Could you copy out every line of the records below word for word, leaving the pictures out of your answer?

Start Records for the task

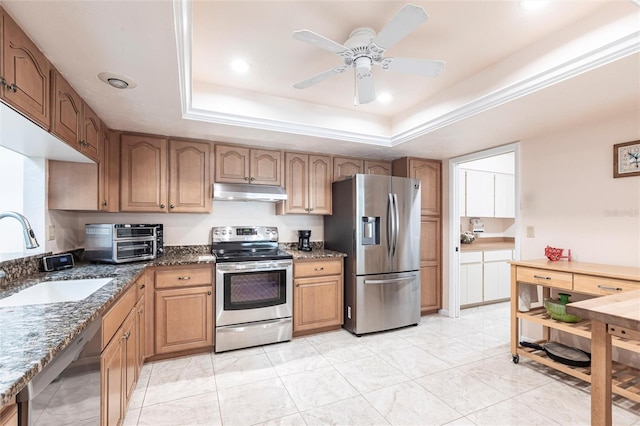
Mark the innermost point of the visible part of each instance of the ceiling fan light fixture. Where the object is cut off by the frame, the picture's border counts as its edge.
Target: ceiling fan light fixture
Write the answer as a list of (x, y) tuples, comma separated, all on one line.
[(240, 66)]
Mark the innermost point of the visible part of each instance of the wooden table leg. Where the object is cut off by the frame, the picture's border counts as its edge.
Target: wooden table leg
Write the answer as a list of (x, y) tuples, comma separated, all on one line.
[(600, 374)]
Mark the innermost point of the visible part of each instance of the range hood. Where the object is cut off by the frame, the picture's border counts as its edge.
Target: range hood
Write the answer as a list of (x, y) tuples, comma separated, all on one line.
[(248, 192)]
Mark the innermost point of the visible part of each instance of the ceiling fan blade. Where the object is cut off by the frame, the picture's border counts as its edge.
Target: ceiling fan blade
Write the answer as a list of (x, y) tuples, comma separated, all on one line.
[(365, 90), (318, 78), (319, 41), (424, 67), (406, 20)]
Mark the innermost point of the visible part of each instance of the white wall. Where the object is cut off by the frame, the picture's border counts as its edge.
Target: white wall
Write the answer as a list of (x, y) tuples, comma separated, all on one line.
[(569, 195), (187, 229)]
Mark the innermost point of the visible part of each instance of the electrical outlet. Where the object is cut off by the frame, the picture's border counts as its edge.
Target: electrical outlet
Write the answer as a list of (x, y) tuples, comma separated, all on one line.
[(531, 231)]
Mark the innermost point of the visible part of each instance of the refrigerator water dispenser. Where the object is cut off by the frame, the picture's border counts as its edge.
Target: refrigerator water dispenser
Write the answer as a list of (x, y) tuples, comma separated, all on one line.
[(370, 230)]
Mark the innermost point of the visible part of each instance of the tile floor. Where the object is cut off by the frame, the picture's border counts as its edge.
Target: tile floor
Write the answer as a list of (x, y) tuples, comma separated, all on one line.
[(444, 371)]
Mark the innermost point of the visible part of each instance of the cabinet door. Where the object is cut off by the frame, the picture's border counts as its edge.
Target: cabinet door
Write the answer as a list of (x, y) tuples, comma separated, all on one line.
[(143, 186), (470, 283), (109, 172), (189, 177), (497, 279), (319, 184), (317, 302), (480, 194), (345, 167), (377, 167), (184, 319), (67, 112), (430, 263), (266, 167), (505, 195), (429, 173), (232, 164), (90, 135), (111, 381), (26, 72), (296, 183)]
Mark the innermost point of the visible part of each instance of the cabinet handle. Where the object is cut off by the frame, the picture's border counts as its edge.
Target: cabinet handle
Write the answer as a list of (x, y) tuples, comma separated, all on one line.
[(608, 287)]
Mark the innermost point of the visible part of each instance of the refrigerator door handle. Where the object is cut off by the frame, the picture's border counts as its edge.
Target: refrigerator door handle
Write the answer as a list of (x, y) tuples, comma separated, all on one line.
[(391, 280), (391, 225), (397, 224)]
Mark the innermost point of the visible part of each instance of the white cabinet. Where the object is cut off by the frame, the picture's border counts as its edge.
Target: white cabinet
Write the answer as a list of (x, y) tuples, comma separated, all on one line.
[(486, 194), (470, 277), (484, 276), (496, 274)]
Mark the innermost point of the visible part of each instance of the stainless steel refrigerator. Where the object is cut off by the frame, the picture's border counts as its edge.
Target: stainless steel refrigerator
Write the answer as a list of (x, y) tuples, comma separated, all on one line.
[(376, 221)]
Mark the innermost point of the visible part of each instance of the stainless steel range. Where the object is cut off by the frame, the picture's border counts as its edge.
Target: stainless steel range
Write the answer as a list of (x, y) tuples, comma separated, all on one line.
[(254, 287)]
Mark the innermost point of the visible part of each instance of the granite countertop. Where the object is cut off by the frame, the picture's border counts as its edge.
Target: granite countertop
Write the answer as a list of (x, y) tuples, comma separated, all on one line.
[(30, 336), (316, 253)]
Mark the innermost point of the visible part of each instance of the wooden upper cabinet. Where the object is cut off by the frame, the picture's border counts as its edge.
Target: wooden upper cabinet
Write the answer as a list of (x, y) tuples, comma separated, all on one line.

End Records for the task

**Answer:**
Mark the innermost point of the visible part of each instance of the ceiling fan light fixture. Where the object is cut off by the frame, the picture's border counts as its edge.
Target: ceiling fan light fixture
Write the answer as a list of (x, y) tuples, comma separated, all on one line.
[(240, 66)]
Mark the innermost point of the visible part of each instance of the wooden table leg. Where the object is cut off by the frame, the picture's border counts as its edge.
Target: wooden table leg
Write the answer as a list of (x, y) tuples, comma separated, all on one line.
[(600, 374)]
Mark the innermost point of the visible part of each instance of the range hood. Where the object is cut off by the frame, the picture's border counts as its edge.
Target: range hood
Write the answer as a list of (x, y) tuples, comma separated, all on one line.
[(248, 192)]
Mark the innermost point of the visible part of each instance of the ceiling fan blade. Where the object is cut off by the frame, the picture's border counts as its edge.
Target: ceiling fan blade
Write the answer as a list of (x, y) tuples, comma separated, all on one line.
[(365, 90), (318, 78), (319, 41), (424, 67), (406, 20)]
Mark the innermost point of the visible part of each instance of the white wall. Where the object is cut off by the frame, the picture's border counts as its edge.
Target: white wall
Write the answer as a list of (x, y) tuples, comma separated, all on one line.
[(569, 195), (187, 229)]
Mark the innermost point of the visible part of each instance of the electrical outlet. Where the object is cut off by the frame, the picture's border counts as its edge.
Target: electrical outlet
Write the answer as a list of (x, y) tuples, comma separated, all on one line.
[(531, 231)]
Mark the innermost point of the visible part of each instance of the refrigerator water dispenser. Where the object is cut off by the frame, the picture's border counts as its edge.
Target: refrigerator water dispenser
Write the answer as a list of (x, y) tuples, comma separated, all on one line.
[(370, 230)]
Mark the innermost point of the visible part of each instance of the tile floor. Where the object is cut off by the frame, the picture's border counts as its edge.
Target: tile floor
Write the answer as a list of (x, y) tuples, comma separated, all on one line.
[(444, 371)]
Mark the innermost point of the visible part of each instance of the cabinet door. Where the object is cut off by the frame, the picture's border counts as its edge.
Target: cabinet door
Write the answer as a list of (x, y) tuples, comma separated, all on one line.
[(143, 186), (470, 283), (109, 172), (189, 177), (497, 279), (319, 184), (317, 302), (480, 194), (345, 167), (377, 167), (184, 319), (67, 112), (430, 263), (266, 167), (505, 195), (429, 173), (232, 164), (90, 135), (111, 381), (26, 72), (296, 183)]
Mark the innermost point of the visible part of each instance of the cabinet handle. Where the object is cut off by the frame, the picture's border counts as its edge.
Target: cabinet handle
Write the answer as a list of (x, y) tuples, comma separated, all on one line.
[(608, 287)]
Mark the innermost point of the visible part of each instance of the refrigerator door handle. Where the object is cut off by the frame, the picture's border counts as its edge.
Target: refrigerator door handle
Write the answer as a list of (x, y) tuples, comma separated, all on one line.
[(391, 280), (391, 225), (397, 224)]
Mark the innermost point of the visible part of each instance of the white cabinet. Where the object is cut off by the frame, the picture's border counts as its edge.
Target: white cabinet
Write the answer as a list of (x, y) tuples, comma separated, all on one line.
[(486, 194), (470, 277), (484, 276), (496, 274)]
Mark the innermost point of the visible part of each instance of the stainless steel refrigerator. Where the object is cut off by the frame, the picture's border counts as its edge.
Target: stainless steel refrigerator
Write the answer as a list of (x, y) tuples, comma separated, all on one line.
[(376, 221)]
Mark the innermost point of the visible part of each instance of the stainless steel range. Where the object is cut off by the frame, the picture's border counts as its edge.
Target: stainless steel range
Write the answer as a list of (x, y) tuples, comma separated, all on one line.
[(254, 287)]
Mark the innermost point of the visible part of each instance of the granite countertop. Where the object is cut off by the frame, the picture's border counts as its edge.
Target: granite countertop
Write the answer as a list of (x, y) tuples, comma separated, all on one line.
[(30, 336), (316, 253)]
Mark the innermost point of the visible part of each instance of the wooden upper cabinet. Where the object is cut off by the frame, the picture's border counts as its edge.
Target: wooden upper cabinet
Write the answer as a list of (x, y) tuples, comma separated, all on one line.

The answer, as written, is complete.